------ Article

Gross profit margin improved by 5.8%, from 27.8% for the nine months ended December 31, 2006 to 33.6% for the nine months ended December 31, 2007. We have continued to make efforts to implement effective cost controls and enhance our production efficiency.
The Company is also organizing a grand opening event for the CP&J project, expected to launch in April 2008 as part of two major pearl trade events, the “China (International) Pearl Festival” and “Xishi Cultured Festival”, and aiming toboth promote the culture and business of the pearl trade worldwide and to demonstrate the large scale and wide scope of the CP&J project.
Future Trends
Emerging weaknesses relating to recent developments in the subprime lending market in the United States and the impact of such developments on the United States economy may threaten market conditions in the United States and globally. Despite negative developments in the subprime lending market, we expect to meet expected growth estimates for the year. We are diversified geographically and are well-positioned to react to fluctuating market conditions. We therefore expect to maintain steady growth in our Pearls and Jewelry segment.

------------

Work to complete -
1. Answer these from the passage:
(a) What was the gross profit margin for the nine months ended December 31, 2007?
(b) When is the CP&J grand opening expected to launch?
(c) In which segment does the company expect to maintain steady growth?
2. Repeat the passage word for word, starting at "Future Trends" and ending at "and Jewelry segment.".

------ Data

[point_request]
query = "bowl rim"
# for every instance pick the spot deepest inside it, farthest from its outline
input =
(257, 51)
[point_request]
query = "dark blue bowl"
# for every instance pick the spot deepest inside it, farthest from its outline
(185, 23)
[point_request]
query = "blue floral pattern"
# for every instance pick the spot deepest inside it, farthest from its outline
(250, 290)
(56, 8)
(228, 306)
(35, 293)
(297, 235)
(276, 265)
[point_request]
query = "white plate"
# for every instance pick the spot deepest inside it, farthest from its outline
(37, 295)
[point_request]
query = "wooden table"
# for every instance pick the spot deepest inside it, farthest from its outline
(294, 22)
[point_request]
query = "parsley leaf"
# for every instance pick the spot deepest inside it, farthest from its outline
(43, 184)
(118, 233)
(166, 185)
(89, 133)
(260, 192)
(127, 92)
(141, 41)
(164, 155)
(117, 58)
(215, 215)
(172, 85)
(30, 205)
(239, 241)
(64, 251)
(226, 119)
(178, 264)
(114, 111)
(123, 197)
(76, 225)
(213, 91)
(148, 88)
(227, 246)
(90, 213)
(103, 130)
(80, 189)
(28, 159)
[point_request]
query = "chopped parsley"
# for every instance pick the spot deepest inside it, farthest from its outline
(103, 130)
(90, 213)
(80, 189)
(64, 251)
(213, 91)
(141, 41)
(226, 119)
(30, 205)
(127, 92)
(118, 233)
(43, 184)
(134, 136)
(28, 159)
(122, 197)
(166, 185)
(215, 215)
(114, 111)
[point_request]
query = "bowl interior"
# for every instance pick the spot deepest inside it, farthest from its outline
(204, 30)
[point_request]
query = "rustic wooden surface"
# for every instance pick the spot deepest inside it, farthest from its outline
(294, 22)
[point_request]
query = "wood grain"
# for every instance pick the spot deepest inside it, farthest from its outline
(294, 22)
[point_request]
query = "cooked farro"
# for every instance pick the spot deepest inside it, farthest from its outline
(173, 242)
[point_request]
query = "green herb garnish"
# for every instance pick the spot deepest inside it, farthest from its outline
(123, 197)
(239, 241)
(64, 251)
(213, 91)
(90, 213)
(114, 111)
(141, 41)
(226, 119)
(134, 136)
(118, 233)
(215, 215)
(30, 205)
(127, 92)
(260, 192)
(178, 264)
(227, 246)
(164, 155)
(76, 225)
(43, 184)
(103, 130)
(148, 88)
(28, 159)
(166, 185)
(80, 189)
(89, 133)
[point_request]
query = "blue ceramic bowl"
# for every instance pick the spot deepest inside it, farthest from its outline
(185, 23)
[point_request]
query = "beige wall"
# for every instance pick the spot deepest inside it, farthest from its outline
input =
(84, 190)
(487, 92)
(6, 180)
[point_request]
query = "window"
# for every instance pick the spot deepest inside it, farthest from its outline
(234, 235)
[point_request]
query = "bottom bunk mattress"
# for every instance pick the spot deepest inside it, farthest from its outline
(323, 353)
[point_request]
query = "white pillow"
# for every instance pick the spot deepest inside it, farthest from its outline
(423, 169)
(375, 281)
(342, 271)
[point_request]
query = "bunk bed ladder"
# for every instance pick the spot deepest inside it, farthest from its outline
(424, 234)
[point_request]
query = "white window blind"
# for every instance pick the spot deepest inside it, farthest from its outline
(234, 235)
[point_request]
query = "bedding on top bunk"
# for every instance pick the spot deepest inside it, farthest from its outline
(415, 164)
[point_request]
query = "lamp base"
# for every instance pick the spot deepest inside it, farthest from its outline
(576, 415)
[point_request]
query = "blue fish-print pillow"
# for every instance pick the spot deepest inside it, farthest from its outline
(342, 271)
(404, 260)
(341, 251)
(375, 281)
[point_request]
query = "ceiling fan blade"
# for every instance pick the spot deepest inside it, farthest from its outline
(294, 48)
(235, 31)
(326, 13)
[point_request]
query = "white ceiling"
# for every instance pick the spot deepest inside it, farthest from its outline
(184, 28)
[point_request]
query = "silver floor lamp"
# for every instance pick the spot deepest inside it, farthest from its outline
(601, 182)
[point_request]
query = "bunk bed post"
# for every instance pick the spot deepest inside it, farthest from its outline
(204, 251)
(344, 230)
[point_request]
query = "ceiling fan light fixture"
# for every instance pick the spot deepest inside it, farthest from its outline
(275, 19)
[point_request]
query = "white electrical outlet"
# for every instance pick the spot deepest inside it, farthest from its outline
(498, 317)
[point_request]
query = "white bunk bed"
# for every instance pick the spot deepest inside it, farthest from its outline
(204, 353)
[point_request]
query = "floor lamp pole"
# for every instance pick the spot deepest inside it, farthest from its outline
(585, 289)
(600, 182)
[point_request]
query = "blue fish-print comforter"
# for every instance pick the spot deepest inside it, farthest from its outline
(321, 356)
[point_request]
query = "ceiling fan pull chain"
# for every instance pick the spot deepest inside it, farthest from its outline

------------

Solved tasks -
1.
(a) 33.6%
(b) April 2008
(c) Pearls and Jewelry

2.
Future Trends
Emerging weaknesses relating to recent developments in the subprime lending market in the United States and the impact of such developments on the United States economy may threaten market conditions in the United States and globally. Despite negative developments in the subprime lending market, we expect to meet expected growth estimates for the year. We are diversified geographically and are well-positioned to react to fluctuating market conditions. We therefore expect to maintain steady growth in our Pearls and Jewelry segment.